• _What you will do_
Name every town or city mentioned in the blog post below.

• _Article_
Wednesday, April 27, 2011

Sorry, sorry, sorry!



I know I haven't been writing and posting anything, even though we've been on the road... oh... I don't know... was it the 21st??? Anyway, we saw sandhill cranes.
I need to remember how to do this blog thing since it's been since Miami that I last blogged. I was going to put up a picture of the cranes we saw in Nebraska but then remembered that the first picture I put up is the last in the blog.
We are in Pennsylvania right now. What a place!!! It's so different!!! Their fields don't have fences for one thing. We can't figure that out. What is growing there. It just looks like grass. This place is OLD! Right now I'm sitting in a coffee house in a town called Carlisle. Have you ever heard of it? We hadn't. It's just where the interstate has the nearest exit to Mechanicsburg where the Eckels are all buried in Pennsylvania. This town is really a surprise. It's about the size of Laramie with a small college, which, by the way, is the FIRST college built in the United States. it seems like every other building had George Washington in it doing something. This building I'm sitting in, called Blaine House originally, was visited by George Washington in Oct. 4-11, 1794 while mustering an armed force to quell the whiskey rebellion in Western Pennsylvania.

Items from a data source
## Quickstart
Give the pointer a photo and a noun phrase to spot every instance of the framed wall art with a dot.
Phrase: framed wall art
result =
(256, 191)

• _Correct answer_
Miami, Carlisle, Mechanicsburg, Laramie